SOURCE DOCUMENT:
>> BEGIN

State meteorologists in Norway have extended their “red alert” tied to the extreme weather that’s been ravaging central and southern parts of the country. “We’re still expecting lots of rain,” they wrote, and that can set off more landslides and flooding.

Landslides like these in Romsdal started even before the extreme weather system known as “Hans” descended on Norway during the weekend. PHOTO: Luftforsvaret/Hovedredningssentralen

On Tuesday afternoon another landslide set off by torrential rain crashed through a residential neighbourhood in Bagn in Valdres, located on the main E16 highway connecting Oslo and Bergen. One house was swept off its foundation, according to the local newspaper Avisa Valdres, while aerial photos showed other damage to homes in the path of all the mud and uprooted trees.

Damage estimates, meanwhile, are already estimated to exceed NOK 200 million, according to insurance firm Gjensidige, which had received more than 500 individual claims by Tuesday morning. “It’s still early, and the final damage toll can be much higher,” Line Marcelius of Gjensidige told news bureau NTB.

Most of the damage claims are coming from home- and business owners, after the extreme weather system known as “Hans” continued to literally storm through areas from south of Oslo and northwards through Hadeland, Romerike, Valdres, Hallingdal and beyond to Trøndelag. Scores of residents of Gran, Østre Toten, Søndre Land, Nordre Land, Nord-Aurdal and Vang have been evacuated because of flooding and, most recently, sudden landslides in the middle of the night.

>> END

RECORDED DATA:
>> BEGIN

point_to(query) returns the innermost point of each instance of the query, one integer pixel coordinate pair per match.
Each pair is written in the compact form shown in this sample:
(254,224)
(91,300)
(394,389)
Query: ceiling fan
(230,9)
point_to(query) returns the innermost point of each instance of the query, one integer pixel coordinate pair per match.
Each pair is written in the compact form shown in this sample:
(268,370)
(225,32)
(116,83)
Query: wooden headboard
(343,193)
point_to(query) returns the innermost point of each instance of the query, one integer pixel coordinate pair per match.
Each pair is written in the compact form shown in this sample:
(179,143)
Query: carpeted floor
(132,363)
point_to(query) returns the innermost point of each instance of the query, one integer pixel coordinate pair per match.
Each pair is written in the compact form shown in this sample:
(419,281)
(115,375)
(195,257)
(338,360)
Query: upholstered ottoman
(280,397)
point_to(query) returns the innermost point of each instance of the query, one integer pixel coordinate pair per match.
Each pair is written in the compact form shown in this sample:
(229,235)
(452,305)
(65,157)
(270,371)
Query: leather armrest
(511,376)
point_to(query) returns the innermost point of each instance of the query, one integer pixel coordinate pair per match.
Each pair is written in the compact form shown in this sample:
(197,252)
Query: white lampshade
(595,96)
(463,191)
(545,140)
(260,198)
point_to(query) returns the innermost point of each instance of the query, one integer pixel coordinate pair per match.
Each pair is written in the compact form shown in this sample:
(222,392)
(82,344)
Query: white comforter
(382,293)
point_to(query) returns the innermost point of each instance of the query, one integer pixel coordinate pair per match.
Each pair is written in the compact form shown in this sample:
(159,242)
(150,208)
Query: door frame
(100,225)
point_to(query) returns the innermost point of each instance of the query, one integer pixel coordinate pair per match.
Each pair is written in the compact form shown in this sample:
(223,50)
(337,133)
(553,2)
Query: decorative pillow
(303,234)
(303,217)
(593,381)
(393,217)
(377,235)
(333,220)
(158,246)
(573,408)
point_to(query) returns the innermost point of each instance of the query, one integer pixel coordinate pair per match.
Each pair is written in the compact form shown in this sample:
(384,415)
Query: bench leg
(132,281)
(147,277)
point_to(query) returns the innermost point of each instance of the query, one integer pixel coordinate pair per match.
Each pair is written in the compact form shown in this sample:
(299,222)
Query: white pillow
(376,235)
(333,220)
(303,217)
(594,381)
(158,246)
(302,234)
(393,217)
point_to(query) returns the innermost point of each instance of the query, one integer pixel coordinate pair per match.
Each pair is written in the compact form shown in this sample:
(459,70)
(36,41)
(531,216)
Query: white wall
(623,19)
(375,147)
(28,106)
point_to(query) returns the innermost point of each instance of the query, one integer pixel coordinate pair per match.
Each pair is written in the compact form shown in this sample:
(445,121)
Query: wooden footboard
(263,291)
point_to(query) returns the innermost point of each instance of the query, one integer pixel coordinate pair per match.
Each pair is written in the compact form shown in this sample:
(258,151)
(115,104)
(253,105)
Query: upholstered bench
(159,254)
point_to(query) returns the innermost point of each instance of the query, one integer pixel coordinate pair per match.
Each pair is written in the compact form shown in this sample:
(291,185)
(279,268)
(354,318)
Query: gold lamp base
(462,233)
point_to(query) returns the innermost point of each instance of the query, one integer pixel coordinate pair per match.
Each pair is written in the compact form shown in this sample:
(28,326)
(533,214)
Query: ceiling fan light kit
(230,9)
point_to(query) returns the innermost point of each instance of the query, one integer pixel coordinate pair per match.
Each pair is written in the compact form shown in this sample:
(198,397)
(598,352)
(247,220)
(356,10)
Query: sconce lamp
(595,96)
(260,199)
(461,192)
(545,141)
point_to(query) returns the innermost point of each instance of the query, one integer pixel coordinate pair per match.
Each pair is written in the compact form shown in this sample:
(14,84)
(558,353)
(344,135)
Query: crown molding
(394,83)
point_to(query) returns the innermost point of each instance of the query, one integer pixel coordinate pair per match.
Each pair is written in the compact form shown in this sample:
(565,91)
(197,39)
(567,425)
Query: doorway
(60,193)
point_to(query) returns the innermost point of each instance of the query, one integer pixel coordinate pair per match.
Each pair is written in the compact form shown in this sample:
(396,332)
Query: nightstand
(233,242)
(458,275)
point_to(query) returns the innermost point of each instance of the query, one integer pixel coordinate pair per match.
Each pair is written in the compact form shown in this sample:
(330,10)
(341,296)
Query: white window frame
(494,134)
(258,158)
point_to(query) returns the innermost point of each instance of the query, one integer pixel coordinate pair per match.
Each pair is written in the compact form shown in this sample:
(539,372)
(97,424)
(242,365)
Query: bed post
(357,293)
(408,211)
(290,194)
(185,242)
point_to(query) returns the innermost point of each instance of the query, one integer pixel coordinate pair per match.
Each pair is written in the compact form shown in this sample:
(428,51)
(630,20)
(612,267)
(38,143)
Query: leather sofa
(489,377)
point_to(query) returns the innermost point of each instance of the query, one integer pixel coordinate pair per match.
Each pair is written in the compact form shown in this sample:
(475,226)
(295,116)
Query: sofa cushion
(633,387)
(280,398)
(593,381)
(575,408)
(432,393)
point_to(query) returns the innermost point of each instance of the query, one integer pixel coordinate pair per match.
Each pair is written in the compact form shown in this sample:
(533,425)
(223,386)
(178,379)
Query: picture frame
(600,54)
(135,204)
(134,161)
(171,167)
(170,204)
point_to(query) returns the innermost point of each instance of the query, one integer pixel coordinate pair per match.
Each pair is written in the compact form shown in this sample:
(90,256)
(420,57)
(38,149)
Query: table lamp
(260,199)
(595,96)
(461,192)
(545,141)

>> END

WORK TO COMPLETE:
Can you print the full article above about the extreme weather in Norway, word for word with nothing added or left out?

EXPECTED ANSWER:
State meteorologists in Norway have extended their “red alert” tied to the extreme weather that’s been ravaging central and southern parts of the country. “We’re still expecting lots of rain,” they wrote, and that can set off more landslides and flooding.

Landslides like these in Romsdal started even before the extreme weather system known as “Hans” descended on Norway during the weekend. PHOTO: Luftforsvaret/Hovedredningssentralen

On Tuesday afternoon another landslide set off by torrential rain crashed through a residential neighbourhood in Bagn in Valdres, located on the main E16 highway connecting Oslo and Bergen. One house was swept off its foundation, according to the local newspaper Avisa Valdres, while aerial photos showed other damage to homes in the path of all the mud and uprooted trees.

Damage estimates, meanwhile, are already estimated to exceed NOK 200 million, according to insurance firm Gjensidige, which had received more than 500 individual claims by Tuesday morning. “It’s still early, and the final damage toll can be much higher,” Line Marcelius of Gjensidige told news bureau NTB.

Most of the damage claims are coming from home- and business owners, after the extreme weather system known as “Hans” continued to literally storm through areas from south of Oslo and northwards through Hadeland, Romerike, Valdres, Hallingdal and beyond to Trøndelag. Scores of residents of Gran, Østre Toten, Søndre Land, Nordre Land, Nord-Aurdal and Vang have been evacuated because of flooding and, most recently, sudden landslides in the middle of the night.